Extract provided
-*-
How to Write Chemical Formulas: The Complete Guide with Examples
You are staring at a list of elements and trying to figure out how they combine. Sodium and chlorine — NaCl. Hydrogen and oxygen — H₂O. But what about calcium and phosphate? Or iron and sulfur with different oxidation states? The rules seem confusing, and you are not sure where to start.
You are not alone. Writing chemical formulas is a fundamental skill in chemistry that many students find challenging. But once you understand the rules — the charges, the prefixes, and the cross-over method — it becomes a logical and even elegant system. Chemical formulas are the language of chemistry, and learning to write them correctly is essential for understanding reactions, balancing equations, and communicating scientific ideas.
This guide will teach you everything you need to know about how to write chemical formulas for ionic compounds, molecular compounds, and acids. We will cover the rules, the nomenclature, the common mistakes, and plenty of examples. By the end, you will have the tools to write chemical formulas with confidence.
Chemical Formula Writing at a Glance
1 What Is a Chemical Formula and Why Does It Matter?
A chemical formula is a symbolic representation of a chemical compound. It shows the types and numbers of atoms that make up the compound. For example, the formula H₂O tells us that a water molecule contains two hydrogen atoms and one oxygen atom.
Chemical formulas matter because they are the universal language of chemistry. They allow scientists around the world to communicate exactly what compounds are involved in a reaction. A correct chemical formula tells you the composition of a substance, its properties, and how it will behave in chemical reactions.
Without the ability to write chemical formulas, you cannot balance equations, predict reaction products, or understand the stoichiometry of chemical processes. It is a foundational skill that underpins all of chemistry.
Identifies Composition
A chemical formula tells you exactly which elements are present and in what proportions.
Enables Communication
Chemical formulas are the universal language of chemistry, allowing scientists to share information precisely.
Predicts Properties
The formula of a compound gives clues about its structure, properties, and reactivity.
Foundation of Stoichiometry
Chemical formulas are essential for calculating quantities in chemical reactions and balancing equations.
2 The Fundamentals of Writing Chemical Formulas
Before you start writing formulas, you need to understand the foundational principles that underpin every chemical formula.
The Octet Rule
Atoms tend to gain, lose, or share electrons to achieve a full outer shell of eight electrons (or two for hydrogen and helium). This is the octet rule. It explains why atoms form ions and bonds, and it is the basis for determining the charges of ions and the formulas of compounds.
-*-
Items
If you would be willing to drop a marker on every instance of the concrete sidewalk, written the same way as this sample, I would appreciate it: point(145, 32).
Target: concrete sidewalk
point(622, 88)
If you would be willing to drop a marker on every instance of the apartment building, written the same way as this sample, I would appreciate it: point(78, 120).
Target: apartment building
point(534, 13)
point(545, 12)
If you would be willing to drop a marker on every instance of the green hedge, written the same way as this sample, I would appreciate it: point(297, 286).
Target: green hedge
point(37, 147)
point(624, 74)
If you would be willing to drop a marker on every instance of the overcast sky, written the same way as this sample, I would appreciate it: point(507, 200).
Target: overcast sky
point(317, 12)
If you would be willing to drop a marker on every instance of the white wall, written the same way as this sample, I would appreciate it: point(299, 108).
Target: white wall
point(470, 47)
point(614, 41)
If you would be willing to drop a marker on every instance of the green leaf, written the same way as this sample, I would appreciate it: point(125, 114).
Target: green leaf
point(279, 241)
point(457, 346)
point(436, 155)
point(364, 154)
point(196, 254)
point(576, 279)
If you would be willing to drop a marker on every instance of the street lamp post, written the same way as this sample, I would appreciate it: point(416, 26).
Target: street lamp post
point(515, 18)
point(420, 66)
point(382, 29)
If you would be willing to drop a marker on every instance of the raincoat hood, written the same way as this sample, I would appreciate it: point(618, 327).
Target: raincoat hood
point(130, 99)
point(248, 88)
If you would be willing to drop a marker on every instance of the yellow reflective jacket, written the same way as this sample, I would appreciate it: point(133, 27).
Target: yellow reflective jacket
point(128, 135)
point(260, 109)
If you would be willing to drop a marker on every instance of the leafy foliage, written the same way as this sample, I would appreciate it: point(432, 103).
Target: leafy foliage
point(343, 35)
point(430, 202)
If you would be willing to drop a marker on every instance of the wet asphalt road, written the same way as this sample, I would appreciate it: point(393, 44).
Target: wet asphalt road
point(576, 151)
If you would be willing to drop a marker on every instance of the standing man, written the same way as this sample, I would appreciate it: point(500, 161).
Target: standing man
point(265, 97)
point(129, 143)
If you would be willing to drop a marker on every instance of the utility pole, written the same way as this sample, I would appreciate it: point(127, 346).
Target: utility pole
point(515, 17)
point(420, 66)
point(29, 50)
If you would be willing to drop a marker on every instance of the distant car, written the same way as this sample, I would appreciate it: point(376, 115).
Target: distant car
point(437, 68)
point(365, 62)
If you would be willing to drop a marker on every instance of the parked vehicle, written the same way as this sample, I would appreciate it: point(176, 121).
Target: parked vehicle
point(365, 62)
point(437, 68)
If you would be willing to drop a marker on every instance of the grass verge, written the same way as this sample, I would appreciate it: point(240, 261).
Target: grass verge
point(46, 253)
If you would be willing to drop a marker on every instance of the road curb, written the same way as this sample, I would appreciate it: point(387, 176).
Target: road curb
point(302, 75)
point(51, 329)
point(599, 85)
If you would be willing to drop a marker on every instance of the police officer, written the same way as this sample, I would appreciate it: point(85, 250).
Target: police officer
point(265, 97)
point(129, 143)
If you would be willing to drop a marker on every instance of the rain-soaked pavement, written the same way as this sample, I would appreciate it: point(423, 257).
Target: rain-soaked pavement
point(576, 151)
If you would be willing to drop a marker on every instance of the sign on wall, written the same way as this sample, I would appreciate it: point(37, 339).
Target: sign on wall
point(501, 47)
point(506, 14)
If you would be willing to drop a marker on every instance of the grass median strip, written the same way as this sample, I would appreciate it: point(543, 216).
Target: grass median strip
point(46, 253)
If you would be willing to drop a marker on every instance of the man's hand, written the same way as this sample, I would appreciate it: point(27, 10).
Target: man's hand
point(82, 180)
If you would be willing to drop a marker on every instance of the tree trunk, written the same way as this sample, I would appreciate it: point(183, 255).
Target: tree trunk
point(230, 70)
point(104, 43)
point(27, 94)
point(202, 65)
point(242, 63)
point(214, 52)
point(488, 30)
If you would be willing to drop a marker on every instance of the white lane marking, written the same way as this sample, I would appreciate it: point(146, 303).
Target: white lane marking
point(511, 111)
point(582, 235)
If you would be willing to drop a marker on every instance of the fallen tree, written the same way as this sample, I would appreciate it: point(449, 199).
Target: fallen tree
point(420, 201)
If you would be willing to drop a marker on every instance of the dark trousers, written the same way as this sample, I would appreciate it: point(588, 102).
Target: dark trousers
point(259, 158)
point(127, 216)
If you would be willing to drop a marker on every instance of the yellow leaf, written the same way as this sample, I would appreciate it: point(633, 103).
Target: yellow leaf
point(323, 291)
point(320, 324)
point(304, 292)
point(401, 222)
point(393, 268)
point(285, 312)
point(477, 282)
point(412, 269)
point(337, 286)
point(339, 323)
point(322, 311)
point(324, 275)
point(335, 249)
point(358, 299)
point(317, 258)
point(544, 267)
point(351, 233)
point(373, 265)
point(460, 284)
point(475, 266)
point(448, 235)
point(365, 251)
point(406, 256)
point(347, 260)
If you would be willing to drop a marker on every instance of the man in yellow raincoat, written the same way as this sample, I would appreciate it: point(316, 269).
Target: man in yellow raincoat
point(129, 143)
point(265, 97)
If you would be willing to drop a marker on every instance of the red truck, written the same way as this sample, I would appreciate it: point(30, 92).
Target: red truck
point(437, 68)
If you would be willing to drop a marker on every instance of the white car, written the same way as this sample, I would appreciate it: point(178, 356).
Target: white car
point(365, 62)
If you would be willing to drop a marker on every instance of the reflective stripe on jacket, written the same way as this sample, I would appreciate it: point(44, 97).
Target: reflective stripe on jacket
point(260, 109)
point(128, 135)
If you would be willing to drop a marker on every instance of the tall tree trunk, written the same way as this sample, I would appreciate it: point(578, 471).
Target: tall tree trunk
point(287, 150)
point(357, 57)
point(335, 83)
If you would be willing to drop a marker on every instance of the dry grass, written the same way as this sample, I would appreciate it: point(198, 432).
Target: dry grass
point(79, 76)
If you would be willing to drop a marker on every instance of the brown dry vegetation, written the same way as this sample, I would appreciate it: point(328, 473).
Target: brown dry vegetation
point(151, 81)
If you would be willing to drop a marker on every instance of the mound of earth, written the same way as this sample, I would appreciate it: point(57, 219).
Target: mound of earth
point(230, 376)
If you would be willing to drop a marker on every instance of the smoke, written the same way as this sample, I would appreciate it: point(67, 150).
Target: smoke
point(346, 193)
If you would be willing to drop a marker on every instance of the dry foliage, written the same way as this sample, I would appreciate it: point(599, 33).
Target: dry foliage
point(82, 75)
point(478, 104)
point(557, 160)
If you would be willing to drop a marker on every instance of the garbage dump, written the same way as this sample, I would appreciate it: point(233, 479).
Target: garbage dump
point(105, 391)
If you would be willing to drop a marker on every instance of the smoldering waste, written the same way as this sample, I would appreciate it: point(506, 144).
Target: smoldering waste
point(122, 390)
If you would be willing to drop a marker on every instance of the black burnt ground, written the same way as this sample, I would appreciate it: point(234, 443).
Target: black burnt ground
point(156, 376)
-*-
Exercise set
(1) According to the chemical formulas guide, what does the formula H₂O tell us about a water molecule?
(2) Reproduce the chemical formulas guide from "Identifies Composition" up to and including "properties, and reactivity.".
(3) Decide whether each statement agrees with the chemical formulas guide, and back each yes or no with the deciding words quoted from it. (a) The octet rule accounts for why atoms form ions and bonds. (b) A compound's formula offers no hints about its reactivity. (c) The cross-over method is one of the things to understand when writing formulas.

Completed exercise
(1) It tells us that a water molecule contains two hydrogen atoms and one oxygen atom.

(2)
Identifies Composition
A chemical formula tells you exactly which elements are present and in what proportions.
Enables Communication
Chemical formulas are the universal language of chemistry, allowing scientists to share information precisely.
Predicts Properties
The formula of a compound gives clues about its structure, properties, and reactivity.

(3)
(a) Yes: "It explains why atoms form ions and bonds"
(b) No: "The formula of a compound gives clues about its structure, properties, and reactivity."
(c) Yes: "once you understand the rules — the charges, the prefixes, and the cross-over method"